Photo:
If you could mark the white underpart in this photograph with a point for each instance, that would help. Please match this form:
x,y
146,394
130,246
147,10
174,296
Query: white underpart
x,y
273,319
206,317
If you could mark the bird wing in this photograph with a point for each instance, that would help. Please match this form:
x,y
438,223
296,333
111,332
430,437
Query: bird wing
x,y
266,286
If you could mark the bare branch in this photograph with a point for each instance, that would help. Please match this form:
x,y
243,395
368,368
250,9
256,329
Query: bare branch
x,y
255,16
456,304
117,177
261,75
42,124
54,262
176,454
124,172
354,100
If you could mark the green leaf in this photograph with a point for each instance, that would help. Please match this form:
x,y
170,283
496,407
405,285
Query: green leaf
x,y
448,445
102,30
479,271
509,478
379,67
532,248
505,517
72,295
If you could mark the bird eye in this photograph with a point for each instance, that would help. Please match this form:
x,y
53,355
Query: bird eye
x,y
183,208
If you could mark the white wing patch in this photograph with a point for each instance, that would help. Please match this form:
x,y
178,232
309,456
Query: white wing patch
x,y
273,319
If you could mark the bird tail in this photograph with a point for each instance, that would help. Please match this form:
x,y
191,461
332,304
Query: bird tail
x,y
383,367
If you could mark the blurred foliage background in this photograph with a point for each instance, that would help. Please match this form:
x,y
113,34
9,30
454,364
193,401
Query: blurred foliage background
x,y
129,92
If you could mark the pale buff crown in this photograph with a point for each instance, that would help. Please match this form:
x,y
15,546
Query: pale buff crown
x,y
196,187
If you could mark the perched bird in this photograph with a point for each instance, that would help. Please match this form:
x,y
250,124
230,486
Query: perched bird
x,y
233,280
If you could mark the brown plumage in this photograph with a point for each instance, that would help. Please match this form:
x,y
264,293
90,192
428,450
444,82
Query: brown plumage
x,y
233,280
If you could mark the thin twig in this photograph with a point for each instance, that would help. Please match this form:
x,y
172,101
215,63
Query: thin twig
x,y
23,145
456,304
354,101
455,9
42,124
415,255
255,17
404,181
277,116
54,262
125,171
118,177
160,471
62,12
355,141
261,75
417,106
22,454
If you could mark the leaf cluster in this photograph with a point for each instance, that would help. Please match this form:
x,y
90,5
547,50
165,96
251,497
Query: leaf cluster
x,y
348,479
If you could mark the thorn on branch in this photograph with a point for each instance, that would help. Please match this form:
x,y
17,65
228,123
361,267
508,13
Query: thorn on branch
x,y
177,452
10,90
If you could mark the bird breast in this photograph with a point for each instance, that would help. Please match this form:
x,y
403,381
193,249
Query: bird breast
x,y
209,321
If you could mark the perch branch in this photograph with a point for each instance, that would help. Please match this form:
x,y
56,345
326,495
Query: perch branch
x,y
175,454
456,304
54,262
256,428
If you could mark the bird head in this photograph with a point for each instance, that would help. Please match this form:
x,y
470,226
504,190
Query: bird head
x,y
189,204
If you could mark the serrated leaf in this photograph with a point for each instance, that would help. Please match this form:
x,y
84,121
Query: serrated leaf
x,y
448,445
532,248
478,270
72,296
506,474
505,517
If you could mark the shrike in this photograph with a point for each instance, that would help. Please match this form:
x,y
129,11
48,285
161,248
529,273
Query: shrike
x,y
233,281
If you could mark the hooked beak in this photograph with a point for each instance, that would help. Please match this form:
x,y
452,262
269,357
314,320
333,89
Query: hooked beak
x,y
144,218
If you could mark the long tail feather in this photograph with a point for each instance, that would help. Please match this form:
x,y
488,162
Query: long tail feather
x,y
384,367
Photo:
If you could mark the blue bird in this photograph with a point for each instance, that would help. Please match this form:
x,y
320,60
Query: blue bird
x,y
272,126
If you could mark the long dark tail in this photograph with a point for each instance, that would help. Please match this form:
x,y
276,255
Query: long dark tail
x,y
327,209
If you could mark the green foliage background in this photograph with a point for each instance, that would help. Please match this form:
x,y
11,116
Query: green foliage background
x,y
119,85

* TASK DETAILS
Copy out every record above once more, precisely as written.

* YOUR RESPONSE
Photo:
If you could mark the white underpart in this photograph with a point for each instance, that would help. Please match this form:
x,y
146,394
130,246
147,10
174,296
Query: white underpart
x,y
273,319
206,317
If you could mark the bird wing in this photograph with a point for each instance, that would help. Please match this form:
x,y
438,223
296,333
111,332
430,437
Query: bird wing
x,y
266,286
If you could mark the bare branch in this photograph with a point for each instance, that would help. Please match this form:
x,y
243,395
368,368
250,9
256,329
Query: bare branch
x,y
255,16
456,304
117,177
261,75
42,124
54,262
176,454
124,172
354,100
If you could mark the green leaf in this photograph with a point for each instance, that would help. Please match this form:
x,y
170,283
496,407
405,285
Query: green leaf
x,y
448,445
102,30
479,271
509,478
379,67
532,248
505,517
72,295
If you could mark the bird eye in this photograph with a point for each instance, that would help. Please match this form:
x,y
53,355
Query: bird eye
x,y
183,208
If you could mark the white wing patch in this photograph with a point for each instance, that would help. Please match this form:
x,y
178,232
309,456
Query: white wing patch
x,y
273,319
If you could mark the bird tail in this photograph with a point for each instance, that would help. Please match this form:
x,y
191,461
332,304
Query: bird tail
x,y
383,367
If you could mark the blurred foliage background in this photograph with a point for each instance, that would help. Please match this form:
x,y
113,34
9,30
454,364
193,401
Query: blurred foliage background
x,y
129,92
If you could mark the pale buff crown in this photograph with a point for each instance, that would help. Please match this form:
x,y
15,546
Query: pale buff crown
x,y
196,187
If you could mark the perched bird in this photograph with a point for each instance, that would help. Please match this form:
x,y
250,124
230,486
Query: perched bird
x,y
233,280
If you could mark the brown plumage in this photograph with a point for each instance, that would help. Please match this form:
x,y
264,293
90,192
428,450
444,82
Query: brown plumage
x,y
233,280
If you could mark the thin twig in this photograph with a point for each instance, that would help. Please match this form:
x,y
172,101
215,63
Query: thin twig
x,y
23,145
456,304
354,101
455,9
42,124
415,255
255,17
404,181
277,116
54,262
125,171
118,177
160,471
62,12
355,141
261,75
417,106
22,454
If you could mark the leaf cluster in this photograph with a point for each instance, that would help. Please match this form:
x,y
90,5
547,50
165,96
251,497
Query: leaf cluster
x,y
348,479
If you could mark the thorn on branch in this photograph with a point for each instance, that would help. Please match this form:
x,y
17,65
228,123
361,267
508,13
Query: thorn on branch
x,y
177,452
10,90
If you could mark the bird breast in this photograph with a point for each instance, that would help. Please match this form:
x,y
403,381
193,249
Query: bird breast
x,y
209,321
If you could mark the perch branch in this photograph with a point for each instance, that would help. Please match this form:
x,y
56,345
326,495
Query: perch branch
x,y
175,454
456,304
54,262
256,428
If you could mark the bird head in this photograph with a point for each instance, that would help. Please match this form:
x,y
470,226
504,190
Query: bird head
x,y
189,204
If you could mark the serrated leaf in this photograph with a point for each instance, that would help. Please match this form:
x,y
84,121
Query: serrated leaf
x,y
448,445
532,248
478,270
72,296
506,474
505,517
If you could mark the shrike in this photograph with a point for each instance, that would help. Please match this form:
x,y
129,11
48,285
161,248
529,273
Query: shrike
x,y
233,281
If you could mark the hooked beak in this photograph with a point for each instance, that would help. Please match this form:
x,y
452,262
269,357
314,320
333,89
Query: hooked beak
x,y
144,218
If you could mark the long tail feather in this photograph with a point for each instance, that would help. Please match this form:
x,y
488,162
Query: long tail feather
x,y
384,367
Photo:
If you could mark the blue bird in this photograph with a point for each instance, that would help. Please match this form:
x,y
320,60
Query: blue bird
x,y
272,126
If you could mark the long dark tail in this photograph with a point for each instance, that would help. Please match this form:
x,y
276,255
Query: long dark tail
x,y
327,209
If you could mark the green foliage background in this photograph with a point for each instance, that would help. Please match this form:
x,y
11,116
Query: green foliage background
x,y
119,85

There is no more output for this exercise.